**Tarefas a cumprir**
[1] Substitua "creches" por "escolas" no trecho sobre o Judiciário e as políticas públicas, reproduzindo-o desde "No STJ, o ministro" até "assegurar esse atendimento.", inclusive.
[2] Dê continuidade ao texto sobre o controle de políticas públicas pelo Judiciário a partir do ponto em que ele termina.

**Trecho do documento**
┄┄┄┄┄┄┄┄┄┄

No STJ, o ministro Hamilton Carvalhido não costuma ser tolerante com alegações de governantes quanto a falta de recursos para executar políticas imprescindíveis. Segundo ele, o argumento pode ser usado como artifício para protelar. “Temos de mandar fazer. Explicações quanto à reserva do possível têm de ser muito bem dadas. O Estado tem o ônus de comprovar o que diz”, exige. A mesma opinião tem o ministro Humberto Martins, que lembra de julgado da 2ª Turma em que o colegiado determinou a um município que construísse creches, com base na previsão de ser dever do Estado assegurar esse atendimento.
Para o ministro Castro Meira, nas questões que envolvem direito à vida, não há o que o Estado argumentar a seu favor. Porém, “o Judiciário precisa ter o cuidado de não fazer determinações que culminem na prática de um ilítico pelo administrador, com despesas não previstas no orçamento”.
Na opinião do ministro Herman Benjamin (foto), o dilema não é tão grande. “Como executor da lei, o Judiciário deve controlar políticas públicas já legisladas, como aquelas reguladas por leis cujo título já traz o termo ‘política pública’”, define. São exemplos as leis que implementam as políticas nacionais de meio ambiente, resíduos sólidos, dos portadores de deficiência e do idoso. “O que o juiz não pode é inventar e receitar medidas.”
É o que também diz o ministro Teori Zavascki, segundo o qual a formulação de políticas públicas demandam avaliações técnicas, escolhas políticas e suporte material e pessoal, que o Judiciário definitivamente não tem. “Mas pode exigir o cumprimento das já formuladas”, lembra.

┄┄┄┄┄┄┄┄┄┄

[Entradas armazenadas]
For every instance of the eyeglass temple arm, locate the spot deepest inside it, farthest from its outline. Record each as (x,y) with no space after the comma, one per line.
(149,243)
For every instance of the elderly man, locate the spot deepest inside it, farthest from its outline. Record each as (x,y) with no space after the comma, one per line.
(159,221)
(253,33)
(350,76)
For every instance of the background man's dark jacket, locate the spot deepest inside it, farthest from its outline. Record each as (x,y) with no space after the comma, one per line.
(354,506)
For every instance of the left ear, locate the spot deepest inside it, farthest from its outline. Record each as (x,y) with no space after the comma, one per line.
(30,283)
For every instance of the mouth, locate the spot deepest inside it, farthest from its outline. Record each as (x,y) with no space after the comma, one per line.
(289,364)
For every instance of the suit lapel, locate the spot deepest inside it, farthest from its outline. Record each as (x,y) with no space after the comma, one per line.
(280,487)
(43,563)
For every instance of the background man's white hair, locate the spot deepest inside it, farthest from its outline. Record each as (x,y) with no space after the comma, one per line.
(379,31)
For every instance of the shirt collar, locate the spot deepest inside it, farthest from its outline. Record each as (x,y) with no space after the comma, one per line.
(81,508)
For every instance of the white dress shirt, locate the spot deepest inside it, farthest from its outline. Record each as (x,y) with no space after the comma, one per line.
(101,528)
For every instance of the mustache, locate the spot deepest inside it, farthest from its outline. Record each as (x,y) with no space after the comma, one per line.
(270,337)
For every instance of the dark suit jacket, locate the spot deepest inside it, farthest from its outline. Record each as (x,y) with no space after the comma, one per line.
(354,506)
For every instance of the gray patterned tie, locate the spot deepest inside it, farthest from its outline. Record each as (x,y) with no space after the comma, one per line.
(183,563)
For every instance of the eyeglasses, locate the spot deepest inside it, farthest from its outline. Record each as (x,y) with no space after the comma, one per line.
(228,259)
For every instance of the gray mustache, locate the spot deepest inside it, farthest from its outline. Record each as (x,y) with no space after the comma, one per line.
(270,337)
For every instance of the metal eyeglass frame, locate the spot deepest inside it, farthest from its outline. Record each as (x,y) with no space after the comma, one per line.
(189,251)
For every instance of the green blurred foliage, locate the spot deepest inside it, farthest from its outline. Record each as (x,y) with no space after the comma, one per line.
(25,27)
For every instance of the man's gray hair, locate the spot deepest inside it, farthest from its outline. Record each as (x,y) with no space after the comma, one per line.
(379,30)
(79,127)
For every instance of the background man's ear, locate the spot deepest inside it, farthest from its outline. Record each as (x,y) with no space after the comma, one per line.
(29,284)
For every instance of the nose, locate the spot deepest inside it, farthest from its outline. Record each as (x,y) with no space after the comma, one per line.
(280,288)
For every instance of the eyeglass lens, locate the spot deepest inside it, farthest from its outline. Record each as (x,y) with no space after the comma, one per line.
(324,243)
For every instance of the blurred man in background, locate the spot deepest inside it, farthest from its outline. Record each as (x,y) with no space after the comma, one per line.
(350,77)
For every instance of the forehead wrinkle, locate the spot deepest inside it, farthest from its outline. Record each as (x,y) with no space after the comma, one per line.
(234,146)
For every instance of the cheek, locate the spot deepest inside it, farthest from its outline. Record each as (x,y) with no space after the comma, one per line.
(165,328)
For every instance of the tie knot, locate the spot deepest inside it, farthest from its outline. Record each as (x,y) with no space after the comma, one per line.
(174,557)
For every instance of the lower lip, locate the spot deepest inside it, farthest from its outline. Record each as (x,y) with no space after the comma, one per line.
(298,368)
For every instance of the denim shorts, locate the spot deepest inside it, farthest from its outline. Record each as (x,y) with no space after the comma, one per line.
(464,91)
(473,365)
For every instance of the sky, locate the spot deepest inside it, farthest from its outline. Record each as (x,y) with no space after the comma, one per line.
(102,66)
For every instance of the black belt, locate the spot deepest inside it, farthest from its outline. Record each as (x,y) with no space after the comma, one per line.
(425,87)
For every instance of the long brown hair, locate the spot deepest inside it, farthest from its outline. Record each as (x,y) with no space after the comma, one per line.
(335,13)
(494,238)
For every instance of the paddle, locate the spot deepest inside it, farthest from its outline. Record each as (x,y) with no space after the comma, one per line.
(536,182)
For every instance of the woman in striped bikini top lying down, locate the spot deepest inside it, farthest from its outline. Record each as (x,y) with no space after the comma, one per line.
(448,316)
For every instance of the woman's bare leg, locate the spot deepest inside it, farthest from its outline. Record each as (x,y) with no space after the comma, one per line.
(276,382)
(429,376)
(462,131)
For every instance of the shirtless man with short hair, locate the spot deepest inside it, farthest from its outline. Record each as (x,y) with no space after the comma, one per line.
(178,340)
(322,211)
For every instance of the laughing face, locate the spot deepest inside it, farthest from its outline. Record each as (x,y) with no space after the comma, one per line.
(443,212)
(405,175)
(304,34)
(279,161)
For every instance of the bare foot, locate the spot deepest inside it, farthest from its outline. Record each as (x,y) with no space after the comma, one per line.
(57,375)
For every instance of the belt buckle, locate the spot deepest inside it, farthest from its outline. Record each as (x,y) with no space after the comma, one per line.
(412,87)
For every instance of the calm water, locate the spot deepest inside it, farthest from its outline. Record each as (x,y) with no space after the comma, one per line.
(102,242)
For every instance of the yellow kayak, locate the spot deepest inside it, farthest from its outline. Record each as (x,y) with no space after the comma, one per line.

┄┄┄┄┄┄┄┄┄┄

**Respostas por tarefa**
[1]
No STJ, o ministro Hamilton Carvalhido não costuma ser tolerante com alegações de governantes quanto a falta de recursos para executar políticas imprescindíveis. Segundo ele, o argumento pode ser usado como artifício para protelar. “Temos de mandar fazer. Explicações quanto à reserva do possível têm de ser muito bem dadas. O Estado tem o ônus de comprovar o que diz”, exige. A mesma opinião tem o ministro Humberto Martins, que lembra de julgado da 2ª Turma em que o colegiado determinou a um município que construísse escolas, com base na previsão de ser dever do Estado assegurar esse atendimento.

[2]
O ministro Mauro Campbell Marques contemporiza. “O Estado tem de garantir ao cidadão o princípio do mínimo necessário previsto constitucionalmente. Quando isso não é feito, o Judiciário deve socorrer o cidadão”, admite. Porém, não é aceitável, segundo o ministro, que o Judiciário seja protagonista das medidas. “A ordem da competência para a realização das políticas públicas é Legislativo, Executivo e, por último, o Judiciário.” O presidente da 1ª Turma, ministro Benedito Gonçalves, prefere o equilíbrio. “Diante de um pedido de tratamento ou medicamento indispensável para a vida da parte, e o Estado alegando a reserva do possível para não atender, cabe ao juiz tentar trazer as partes para um acordo, a melhor saída nesses casos.”
Um Judiciário que conheça seu lugar na República é como o ministro Asfor Rocha espera ver os julgadores diante de situações como essa. “A Justiça pode garantir direitos constitucionais e evitar práticas ilegais, mas sem impor ao agente público a obrigação de implementar tais e quais políticas públicas”, pondera. O ministro Arnaldo Esteves Lima também tem como regra geral a separação dos Poderes, mas ressalva: “Nosso sistema não é estanque. O Executivo também legisla, e o Legislativo pode administrar”.